§ EXERCISE DESCRIPTION: Transcribe each record below word for word.
* BEGIN MATERIAL FOR THIS TASK *
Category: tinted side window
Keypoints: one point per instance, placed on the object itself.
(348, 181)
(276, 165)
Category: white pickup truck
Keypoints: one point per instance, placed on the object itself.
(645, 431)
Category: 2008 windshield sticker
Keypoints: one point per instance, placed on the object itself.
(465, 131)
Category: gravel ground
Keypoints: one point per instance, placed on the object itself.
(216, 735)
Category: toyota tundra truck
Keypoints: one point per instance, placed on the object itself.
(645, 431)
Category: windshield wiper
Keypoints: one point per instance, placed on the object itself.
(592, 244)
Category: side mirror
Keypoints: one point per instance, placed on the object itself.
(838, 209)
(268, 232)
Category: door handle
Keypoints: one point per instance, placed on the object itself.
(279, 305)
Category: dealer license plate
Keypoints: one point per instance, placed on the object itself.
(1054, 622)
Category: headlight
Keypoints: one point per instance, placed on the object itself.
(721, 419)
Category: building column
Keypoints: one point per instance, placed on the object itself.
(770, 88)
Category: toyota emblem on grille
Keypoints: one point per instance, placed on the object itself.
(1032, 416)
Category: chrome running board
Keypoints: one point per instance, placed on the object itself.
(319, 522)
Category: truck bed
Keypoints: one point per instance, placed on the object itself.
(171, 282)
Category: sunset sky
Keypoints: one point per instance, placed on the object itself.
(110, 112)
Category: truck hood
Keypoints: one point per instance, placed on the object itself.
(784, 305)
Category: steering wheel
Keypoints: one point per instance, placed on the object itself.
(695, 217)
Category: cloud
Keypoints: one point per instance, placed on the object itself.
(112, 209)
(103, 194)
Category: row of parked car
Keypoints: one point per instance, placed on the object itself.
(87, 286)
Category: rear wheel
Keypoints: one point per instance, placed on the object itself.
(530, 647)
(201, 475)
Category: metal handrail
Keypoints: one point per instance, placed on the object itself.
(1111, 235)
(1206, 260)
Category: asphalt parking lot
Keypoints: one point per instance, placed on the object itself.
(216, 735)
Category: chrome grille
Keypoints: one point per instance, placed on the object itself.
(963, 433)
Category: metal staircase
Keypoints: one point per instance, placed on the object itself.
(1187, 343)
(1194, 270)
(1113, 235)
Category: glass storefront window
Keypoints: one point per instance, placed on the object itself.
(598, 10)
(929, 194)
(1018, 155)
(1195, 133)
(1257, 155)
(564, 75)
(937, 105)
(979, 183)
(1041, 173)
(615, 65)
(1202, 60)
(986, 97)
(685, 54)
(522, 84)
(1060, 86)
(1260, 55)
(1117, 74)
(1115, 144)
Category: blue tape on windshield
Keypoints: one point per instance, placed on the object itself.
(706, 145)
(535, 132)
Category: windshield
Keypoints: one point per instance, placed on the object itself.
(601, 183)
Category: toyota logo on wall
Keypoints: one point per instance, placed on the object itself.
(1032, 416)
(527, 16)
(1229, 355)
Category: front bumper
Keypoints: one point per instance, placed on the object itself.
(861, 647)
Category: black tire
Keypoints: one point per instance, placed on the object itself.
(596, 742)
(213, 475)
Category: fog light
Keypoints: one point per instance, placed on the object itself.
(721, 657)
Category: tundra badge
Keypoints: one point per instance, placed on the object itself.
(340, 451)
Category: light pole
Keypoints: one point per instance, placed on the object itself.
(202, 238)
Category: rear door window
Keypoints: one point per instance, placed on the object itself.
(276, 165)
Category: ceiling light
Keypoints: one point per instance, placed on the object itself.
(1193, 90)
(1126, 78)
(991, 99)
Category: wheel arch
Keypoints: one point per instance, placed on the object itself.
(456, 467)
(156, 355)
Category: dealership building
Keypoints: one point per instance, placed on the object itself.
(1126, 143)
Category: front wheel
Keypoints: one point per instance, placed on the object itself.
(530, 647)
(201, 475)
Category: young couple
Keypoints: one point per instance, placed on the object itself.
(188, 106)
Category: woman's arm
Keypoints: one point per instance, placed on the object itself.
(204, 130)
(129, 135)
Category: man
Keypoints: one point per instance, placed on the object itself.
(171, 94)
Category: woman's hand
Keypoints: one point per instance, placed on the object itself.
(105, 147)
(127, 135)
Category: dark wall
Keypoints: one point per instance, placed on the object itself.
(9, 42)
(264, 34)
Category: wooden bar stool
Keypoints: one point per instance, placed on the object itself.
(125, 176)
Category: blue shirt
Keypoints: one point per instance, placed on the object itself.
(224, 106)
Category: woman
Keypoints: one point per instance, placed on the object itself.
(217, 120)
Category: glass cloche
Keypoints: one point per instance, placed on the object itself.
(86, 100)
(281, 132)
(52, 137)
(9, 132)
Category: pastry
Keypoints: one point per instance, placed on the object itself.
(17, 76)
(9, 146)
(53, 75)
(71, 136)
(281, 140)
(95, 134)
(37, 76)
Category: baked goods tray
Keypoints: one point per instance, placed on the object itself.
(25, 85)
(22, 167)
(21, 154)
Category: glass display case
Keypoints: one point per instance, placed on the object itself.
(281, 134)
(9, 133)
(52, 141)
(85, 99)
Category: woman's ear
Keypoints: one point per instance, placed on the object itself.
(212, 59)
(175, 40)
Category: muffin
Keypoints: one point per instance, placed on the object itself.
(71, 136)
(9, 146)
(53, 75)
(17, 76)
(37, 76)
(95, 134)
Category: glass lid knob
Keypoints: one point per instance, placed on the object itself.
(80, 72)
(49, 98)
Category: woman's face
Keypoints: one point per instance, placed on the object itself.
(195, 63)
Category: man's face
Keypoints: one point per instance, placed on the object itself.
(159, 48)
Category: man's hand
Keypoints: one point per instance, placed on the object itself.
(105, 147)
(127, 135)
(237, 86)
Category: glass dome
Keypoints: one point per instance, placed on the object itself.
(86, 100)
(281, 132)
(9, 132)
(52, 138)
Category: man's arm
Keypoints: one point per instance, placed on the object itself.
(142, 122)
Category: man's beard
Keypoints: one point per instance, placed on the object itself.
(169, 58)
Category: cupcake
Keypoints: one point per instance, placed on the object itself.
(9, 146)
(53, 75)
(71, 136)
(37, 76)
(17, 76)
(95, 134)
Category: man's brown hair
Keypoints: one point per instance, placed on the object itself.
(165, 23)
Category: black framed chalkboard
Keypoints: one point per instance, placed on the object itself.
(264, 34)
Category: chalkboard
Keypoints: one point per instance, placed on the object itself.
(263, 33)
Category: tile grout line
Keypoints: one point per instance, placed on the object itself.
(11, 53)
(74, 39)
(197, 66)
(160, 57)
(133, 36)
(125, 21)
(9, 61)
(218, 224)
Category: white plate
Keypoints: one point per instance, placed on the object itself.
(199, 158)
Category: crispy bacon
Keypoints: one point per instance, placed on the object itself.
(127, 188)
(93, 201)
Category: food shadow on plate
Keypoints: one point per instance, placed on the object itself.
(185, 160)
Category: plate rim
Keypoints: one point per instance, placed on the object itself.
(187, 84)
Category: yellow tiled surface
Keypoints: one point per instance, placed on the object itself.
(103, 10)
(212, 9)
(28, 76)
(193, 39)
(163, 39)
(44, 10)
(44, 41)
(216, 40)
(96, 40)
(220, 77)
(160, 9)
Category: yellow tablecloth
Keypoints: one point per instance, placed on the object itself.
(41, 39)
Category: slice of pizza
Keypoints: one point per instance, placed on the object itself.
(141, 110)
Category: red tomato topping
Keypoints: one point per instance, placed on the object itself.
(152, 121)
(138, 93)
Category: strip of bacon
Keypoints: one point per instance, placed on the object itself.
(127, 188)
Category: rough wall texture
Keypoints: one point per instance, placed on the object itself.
* END MATERIAL FOR THIS TASK *
§ CORRECT ANSWER:
Category: tinted side window
Keypoints: one point per instance, placed on the object itself.
(348, 181)
(276, 165)
Category: white pickup truck
Keypoints: one point per instance, placed on the object itself.
(645, 431)
Category: 2008 windshield sticker
Keypoints: one point per instance, placed on the object itself.
(465, 131)
Category: gravel ground
Keypoints: one point per instance, placed on the object itself.
(216, 735)
Category: toyota tundra truck
Keypoints: one point per instance, placed on the object itself.
(645, 431)
Category: windshield wiper
Keypoints: one point per instance, placed on the object itself.
(592, 244)
Category: side mirror
Keypoints: one point per instance, placed on the object itself.
(838, 209)
(268, 232)
Category: door handle
Keypoints: one point per instance, placed on the object itself.
(279, 305)
Category: dealer license plate
Keypoints: one point per instance, placed on the object itself.
(1054, 622)
Category: headlight
Keypoints: one point per instance, placed on the object itself.
(721, 419)
Category: building column
Keypoints: one point per instance, placed on the object itself.
(770, 88)
Category: toyota emblem on grille
Keypoints: one point per instance, placed on the object itself.
(1032, 416)
Category: chrome running board
Keypoints: one point per instance, placed on the object itself.
(319, 522)
Category: truck bed
Keypoints: one point per instance, placed on the object itself.
(171, 282)
Category: sunset sky
Keypoints: one point per instance, placed on the object itself.
(110, 112)
Category: truck hood
Keypoints: one point per instance, placed on the object itself.
(784, 305)
Category: steering wheel
Keypoints: one point per instance, placed on the object itself.
(695, 217)
Category: cloud
Keypoints: one point per instance, placed on the object itself.
(112, 209)
(103, 194)
Category: row of parked car
Keypoints: one point per instance, placed on the object itself.
(87, 286)
Category: rear wheel
Keypoints: one point per instance, placed on the object itself.
(530, 647)
(201, 475)
Category: metal handrail
Keypoints: one point per instance, placed on the object itself.
(1111, 235)
(1206, 260)
Category: asphalt parking lot
Keypoints: one point per instance, placed on the object itself.
(216, 735)
Category: chrome grille
Keypoints: one point per instance, placed on the object itself.
(963, 433)
Category: metal staircase
Keypoints: one point per instance, placed on the object itself.
(1187, 343)
(1194, 270)
(1113, 235)
Category: glass storefront window
Keypoints: one point per instance, placed on the object itself.
(598, 10)
(929, 194)
(1018, 155)
(1195, 133)
(1257, 155)
(564, 75)
(937, 105)
(979, 183)
(1041, 173)
(615, 65)
(1202, 60)
(986, 97)
(685, 54)
(522, 84)
(1060, 86)
(1260, 55)
(1117, 74)
(1115, 144)
Category: blue tape on windshield
Keypoints: one point per instance, placed on the object itself.
(706, 145)
(535, 132)
Category: windshield
Keypoints: one point per instance, placed on the object itself.
(601, 183)
Category: toyota logo on wall
Keypoints: one point per instance, placed on the object itself.
(1032, 416)
(527, 16)
(1229, 355)
Category: front bumper
Keypoints: one point per instance, placed on the object itself.
(861, 647)
Category: black tire
Keypoints: one point per instance, placed on the object itself.
(596, 742)
(213, 475)
Category: fog light
Keypoints: one point per instance, placed on the object itself.
(721, 657)
Category: tundra badge
Keypoints: one point per instance, placed on the object itself.
(340, 451)
Category: light pole
Keypoints: one point per instance, placed on the object itself.
(202, 238)
Category: rear door window
Keypoints: one point per instance, placed on the object itself.
(276, 165)
Category: ceiling light
Keypoints: one point per instance, placed on the object itself.
(1193, 90)
(1126, 78)
(991, 99)
Category: wheel arch
Keypoints: one point per instance, placed on the object itself.
(456, 467)
(156, 355)
Category: dealership building
Keypoints: one point per instance, placed on the object itself.
(1126, 143)
Category: front wheel
Keypoints: one point per instance, placed on the object itself.
(530, 647)
(201, 475)
Category: young couple
Keypoints: one point per instance, placed on the object itself.
(188, 106)
Category: woman's arm
Keypoints: one point per instance, placed on the object itself.
(204, 130)
(129, 135)
Category: man
Keypoints: one point per instance, placed on the object itself.
(171, 94)
Category: woman's hand
Keypoints: one point per instance, placed on the object itself.
(105, 147)
(127, 135)
Category: dark wall
Keypoints: one point per instance, placed on the object itself.
(9, 42)
(264, 34)
Category: wooden bar stool
Keypoints: one point per instance, placed on the object itself.
(125, 176)
Category: blue shirt
Keypoints: one point per instance, placed on the object itself.
(224, 106)
Category: woman
Keypoints: one point per instance, placed on the object itself.
(217, 120)
Category: glass cloche
Keypoints: one point per instance, placed on the object itself.
(86, 100)
(281, 132)
(52, 137)
(9, 132)
Category: pastry
Keypoints: one point per instance, placed on the object itself.
(17, 76)
(9, 146)
(53, 75)
(71, 136)
(281, 140)
(95, 134)
(37, 76)
Category: baked goods tray
Keypoints: one point per instance, placed on the object itself.
(25, 85)
(22, 167)
(21, 154)
Category: glass display case
Keypoints: one point per instance, placed on the object itself.
(281, 134)
(9, 133)
(52, 141)
(85, 99)
Category: woman's ear
Keypoints: one point per instance, placed on the object itself.
(212, 59)
(175, 40)
Category: muffin
Keypoints: one point per instance, placed on the object itself.
(71, 136)
(9, 146)
(53, 75)
(17, 76)
(37, 76)
(95, 134)
Category: glass lid knob
Keypoints: one point per instance, placed on the object itself.
(80, 72)
(49, 98)
Category: woman's face
Keypoints: one point per instance, placed on the object itself.
(195, 63)
Category: man's face
Keypoints: one point per instance, placed on the object itself.
(159, 48)
Category: man's hand
Keypoints: one point per instance, placed on the object itself.
(105, 147)
(127, 135)
(237, 86)
Category: glass dome
Keypoints: one point per instance, placed on the object itself.
(86, 100)
(281, 132)
(9, 132)
(52, 138)
Category: man's arm
Keypoints: one point per instance, placed on the object itself.
(142, 122)
Category: man's beard
Keypoints: one point per instance, placed on the object itself.
(169, 58)
Category: cupcake
Keypoints: one point per instance, placed on the object itself.
(9, 146)
(53, 75)
(71, 136)
(37, 76)
(17, 76)
(95, 134)
Category: man's brown hair
Keypoints: one point per instance, placed on the object itself.
(165, 23)
Category: black framed chalkboard
Keypoints: one point per instance, placed on the object itself.
(264, 34)
Category: chalkboard
Keypoints: one point per instance, placed on the object itself.
(263, 33)
Category: tile grout line
Keypoints: one point per instance, placed on the object itself.
(11, 53)
(74, 39)
(197, 66)
(160, 57)
(133, 36)
(125, 21)
(9, 61)
(218, 224)
Category: white plate
Keypoints: one point per instance, placed on the object itself.
(199, 158)
Category: crispy bacon
Keypoints: one point per instance, placed on the object itself.
(127, 188)
(93, 201)
Category: food shadow on plate
Keypoints: one point per instance, placed on the object itself.
(185, 160)
Category: plate rim
Keypoints: one point per instance, placed on the object itself.
(187, 84)
Category: yellow tiled surface
Keypoints: one point per instance, placed on the object itself.
(103, 10)
(212, 9)
(28, 76)
(193, 39)
(163, 39)
(44, 10)
(44, 41)
(216, 40)
(96, 40)
(220, 77)
(160, 9)
Category: yellow tablecloth
Keypoints: one point per instance, placed on the object itself.
(41, 39)
Category: slice of pizza
Keypoints: one point per instance, placed on the object itself.
(141, 110)
Category: red tomato topping
Keypoints: one point per instance, placed on the object itself.
(152, 121)
(138, 93)
Category: strip of bacon
Keypoints: one point per instance, placed on the object itself.
(127, 188)
Category: rough wall texture
Keypoints: one point per instance, placed on the object itself.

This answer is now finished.